O QUE FAZER>
Que linhas dos registros abaixo contêm a palavra "stand"? Encontre e copie todas, diferenciando maiúsculas de minúsculas.

REGISTROS FORNECIDOS>
☆ ☆ ☆ ☆ ☆ ☆ ☆

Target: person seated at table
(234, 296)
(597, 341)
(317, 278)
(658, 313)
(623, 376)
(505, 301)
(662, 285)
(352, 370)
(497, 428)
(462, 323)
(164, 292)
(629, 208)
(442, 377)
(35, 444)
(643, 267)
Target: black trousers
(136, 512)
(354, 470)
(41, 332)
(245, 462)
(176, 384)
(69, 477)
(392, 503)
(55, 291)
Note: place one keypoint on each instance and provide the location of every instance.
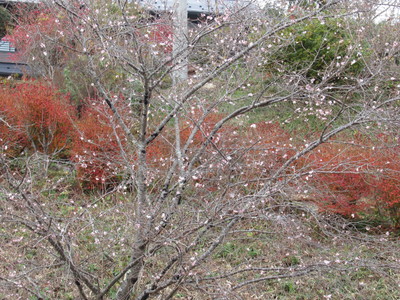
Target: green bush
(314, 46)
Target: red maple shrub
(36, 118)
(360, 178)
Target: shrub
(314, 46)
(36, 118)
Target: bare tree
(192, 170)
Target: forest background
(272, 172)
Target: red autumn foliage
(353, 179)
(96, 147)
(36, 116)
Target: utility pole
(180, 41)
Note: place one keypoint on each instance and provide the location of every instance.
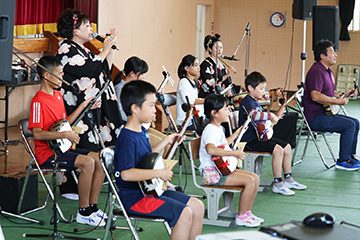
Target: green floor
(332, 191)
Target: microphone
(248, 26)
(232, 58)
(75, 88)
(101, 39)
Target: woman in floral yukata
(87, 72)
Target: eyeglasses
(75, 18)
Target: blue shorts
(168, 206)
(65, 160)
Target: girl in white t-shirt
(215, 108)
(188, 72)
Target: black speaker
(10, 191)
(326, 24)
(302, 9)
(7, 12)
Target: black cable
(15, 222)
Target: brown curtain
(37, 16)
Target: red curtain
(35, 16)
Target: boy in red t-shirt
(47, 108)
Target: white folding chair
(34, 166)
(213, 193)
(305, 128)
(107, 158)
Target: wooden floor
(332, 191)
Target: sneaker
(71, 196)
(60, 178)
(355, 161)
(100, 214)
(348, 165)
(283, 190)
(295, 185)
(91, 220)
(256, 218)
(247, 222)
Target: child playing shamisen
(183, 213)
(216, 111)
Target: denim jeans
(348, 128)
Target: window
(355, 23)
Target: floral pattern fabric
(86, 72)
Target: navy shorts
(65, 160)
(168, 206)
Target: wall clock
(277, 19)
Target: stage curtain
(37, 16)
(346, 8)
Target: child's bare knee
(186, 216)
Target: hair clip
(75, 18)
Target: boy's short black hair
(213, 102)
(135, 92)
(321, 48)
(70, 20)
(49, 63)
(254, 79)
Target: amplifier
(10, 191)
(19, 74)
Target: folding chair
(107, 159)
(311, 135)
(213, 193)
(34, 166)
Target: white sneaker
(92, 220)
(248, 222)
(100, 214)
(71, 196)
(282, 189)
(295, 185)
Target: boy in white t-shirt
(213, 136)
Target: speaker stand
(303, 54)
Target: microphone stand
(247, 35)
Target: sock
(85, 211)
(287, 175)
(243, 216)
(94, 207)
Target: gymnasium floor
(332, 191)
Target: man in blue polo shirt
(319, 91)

☆ ☆ ☆ ☆ ☆ ☆ ☆

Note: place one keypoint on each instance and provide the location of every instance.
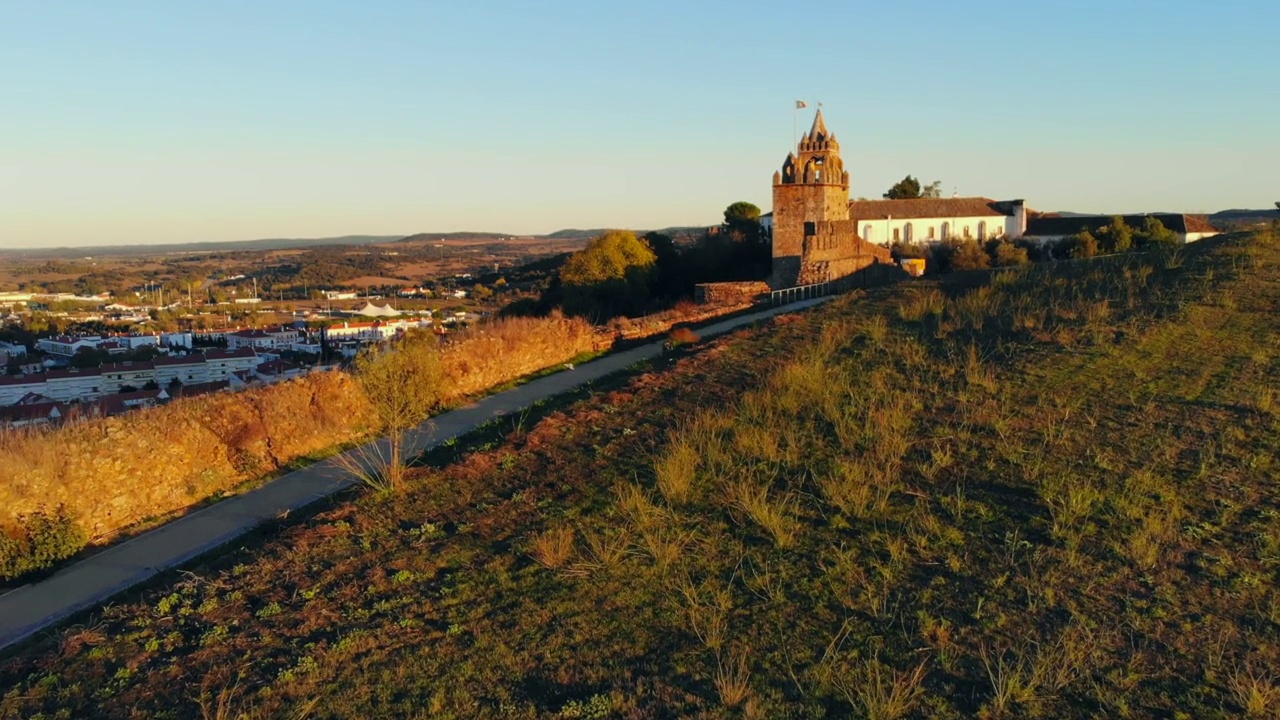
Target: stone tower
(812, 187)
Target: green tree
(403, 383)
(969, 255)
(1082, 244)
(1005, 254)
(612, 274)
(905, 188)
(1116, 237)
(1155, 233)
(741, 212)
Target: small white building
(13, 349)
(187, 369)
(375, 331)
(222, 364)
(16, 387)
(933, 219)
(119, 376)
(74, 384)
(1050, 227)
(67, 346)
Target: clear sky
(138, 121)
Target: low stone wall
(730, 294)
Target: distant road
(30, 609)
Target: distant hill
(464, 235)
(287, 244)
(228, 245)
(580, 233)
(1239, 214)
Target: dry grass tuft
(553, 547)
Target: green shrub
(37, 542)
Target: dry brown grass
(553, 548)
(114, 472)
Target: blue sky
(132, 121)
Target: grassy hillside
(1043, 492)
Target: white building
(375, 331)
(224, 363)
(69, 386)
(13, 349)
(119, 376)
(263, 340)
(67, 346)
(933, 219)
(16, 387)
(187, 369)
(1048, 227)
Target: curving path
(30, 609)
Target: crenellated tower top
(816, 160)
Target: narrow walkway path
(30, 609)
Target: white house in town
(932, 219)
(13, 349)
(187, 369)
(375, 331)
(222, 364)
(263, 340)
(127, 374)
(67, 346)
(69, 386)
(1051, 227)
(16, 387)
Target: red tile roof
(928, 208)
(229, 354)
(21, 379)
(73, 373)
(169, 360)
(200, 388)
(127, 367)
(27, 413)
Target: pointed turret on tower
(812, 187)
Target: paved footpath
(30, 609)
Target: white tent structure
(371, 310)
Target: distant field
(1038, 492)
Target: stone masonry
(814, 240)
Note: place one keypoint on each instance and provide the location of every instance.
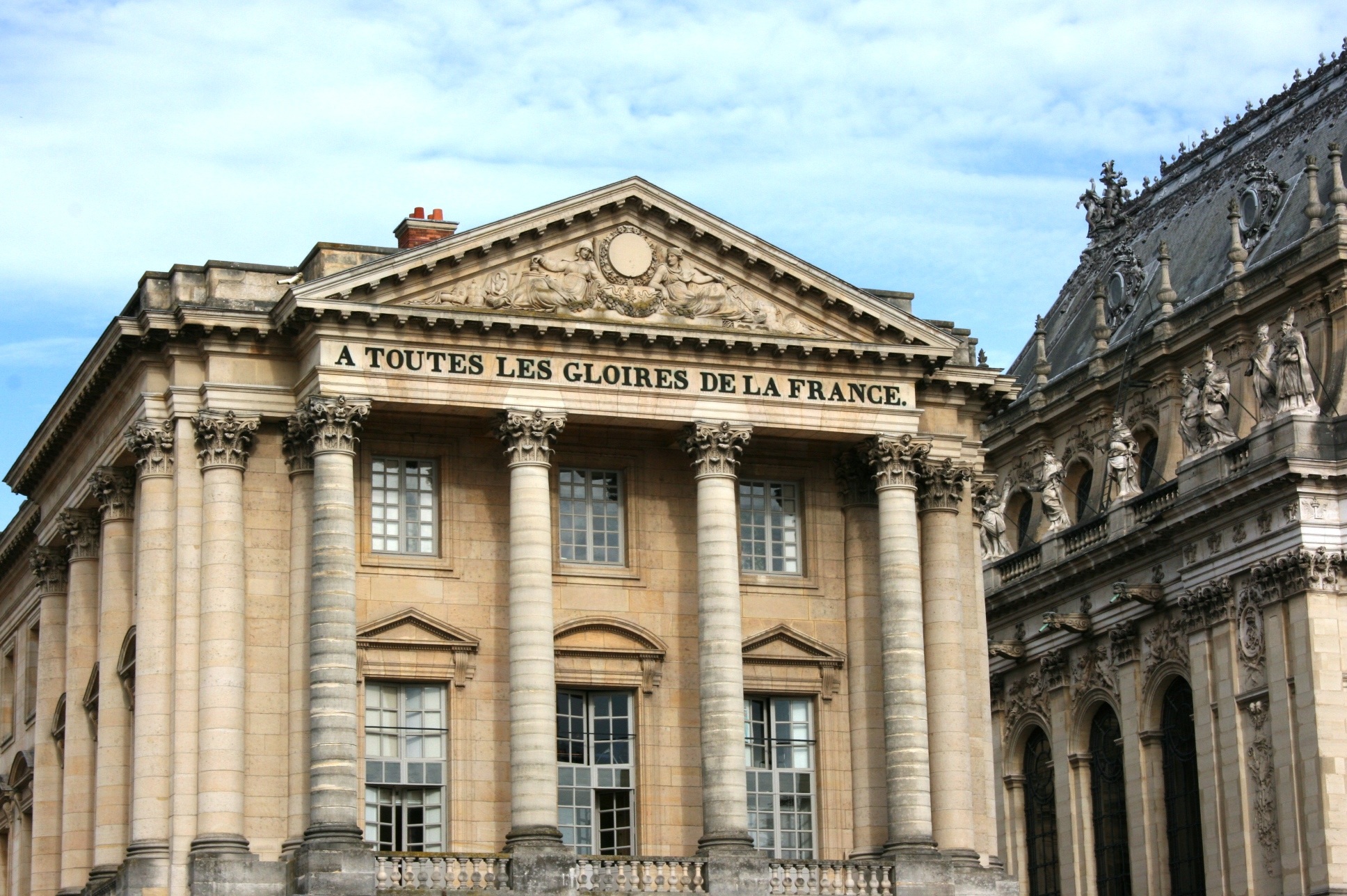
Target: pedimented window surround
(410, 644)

☆ ☆ ☆ ☆ ☆ ☆ ☆

SOLUÇÃO DO EXERCÍCIO>
Target: speaker stand
Target: microphone stand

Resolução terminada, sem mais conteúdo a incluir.